## [What to work on]
Gather every line in the rows below that contains the word "side", and copy each one in full.

## [Given records]
......
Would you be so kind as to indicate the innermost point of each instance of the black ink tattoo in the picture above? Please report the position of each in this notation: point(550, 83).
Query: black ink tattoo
......
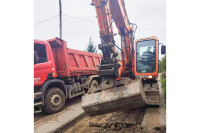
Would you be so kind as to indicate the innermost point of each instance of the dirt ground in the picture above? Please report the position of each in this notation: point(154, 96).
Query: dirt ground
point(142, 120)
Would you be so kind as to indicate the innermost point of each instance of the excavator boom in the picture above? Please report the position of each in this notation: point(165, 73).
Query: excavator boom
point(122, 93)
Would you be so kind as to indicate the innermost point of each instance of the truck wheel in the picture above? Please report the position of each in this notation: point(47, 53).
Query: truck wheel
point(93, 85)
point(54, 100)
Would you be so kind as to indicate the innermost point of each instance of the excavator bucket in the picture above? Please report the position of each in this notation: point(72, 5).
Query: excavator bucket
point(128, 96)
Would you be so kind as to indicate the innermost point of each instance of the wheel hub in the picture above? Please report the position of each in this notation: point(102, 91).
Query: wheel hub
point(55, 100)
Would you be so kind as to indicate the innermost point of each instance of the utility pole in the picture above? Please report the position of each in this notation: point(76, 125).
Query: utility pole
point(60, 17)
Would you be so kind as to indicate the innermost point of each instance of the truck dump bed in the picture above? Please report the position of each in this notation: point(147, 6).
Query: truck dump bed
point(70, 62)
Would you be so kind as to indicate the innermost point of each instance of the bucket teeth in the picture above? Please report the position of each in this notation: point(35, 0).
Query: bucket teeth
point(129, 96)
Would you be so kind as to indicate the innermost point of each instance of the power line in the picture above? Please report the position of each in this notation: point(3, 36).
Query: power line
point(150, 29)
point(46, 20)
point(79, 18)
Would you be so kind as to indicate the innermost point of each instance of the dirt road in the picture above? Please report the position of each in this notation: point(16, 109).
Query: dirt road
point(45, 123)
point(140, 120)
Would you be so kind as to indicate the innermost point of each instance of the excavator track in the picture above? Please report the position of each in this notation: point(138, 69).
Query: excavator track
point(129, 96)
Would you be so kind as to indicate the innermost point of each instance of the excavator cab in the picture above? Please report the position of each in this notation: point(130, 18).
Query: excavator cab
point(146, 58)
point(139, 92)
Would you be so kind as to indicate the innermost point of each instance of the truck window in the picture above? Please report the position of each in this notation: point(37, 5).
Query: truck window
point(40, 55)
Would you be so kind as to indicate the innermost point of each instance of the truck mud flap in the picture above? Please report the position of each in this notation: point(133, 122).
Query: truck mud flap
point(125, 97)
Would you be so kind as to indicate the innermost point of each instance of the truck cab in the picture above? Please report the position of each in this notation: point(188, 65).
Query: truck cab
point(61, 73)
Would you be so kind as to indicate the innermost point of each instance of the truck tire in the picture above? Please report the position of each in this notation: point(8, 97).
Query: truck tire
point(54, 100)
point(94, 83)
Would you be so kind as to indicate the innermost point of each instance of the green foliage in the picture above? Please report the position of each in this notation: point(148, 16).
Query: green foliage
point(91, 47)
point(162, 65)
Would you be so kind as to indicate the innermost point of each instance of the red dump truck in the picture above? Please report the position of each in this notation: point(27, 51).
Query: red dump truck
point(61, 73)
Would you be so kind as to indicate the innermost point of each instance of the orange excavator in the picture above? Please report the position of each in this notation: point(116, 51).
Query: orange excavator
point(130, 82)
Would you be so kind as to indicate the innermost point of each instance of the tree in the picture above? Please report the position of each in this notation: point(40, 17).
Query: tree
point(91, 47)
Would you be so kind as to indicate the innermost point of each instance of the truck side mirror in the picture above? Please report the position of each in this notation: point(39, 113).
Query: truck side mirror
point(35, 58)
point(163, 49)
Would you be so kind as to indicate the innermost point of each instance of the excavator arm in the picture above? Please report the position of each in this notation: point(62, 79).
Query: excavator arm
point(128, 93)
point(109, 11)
......
## [Answer to the problem]
Would you be so kind as to indicate the innermost point of each instance of the truck side mirror in the picture above? Please report the position of each in this notation: point(39, 113).
Query: truck side mirror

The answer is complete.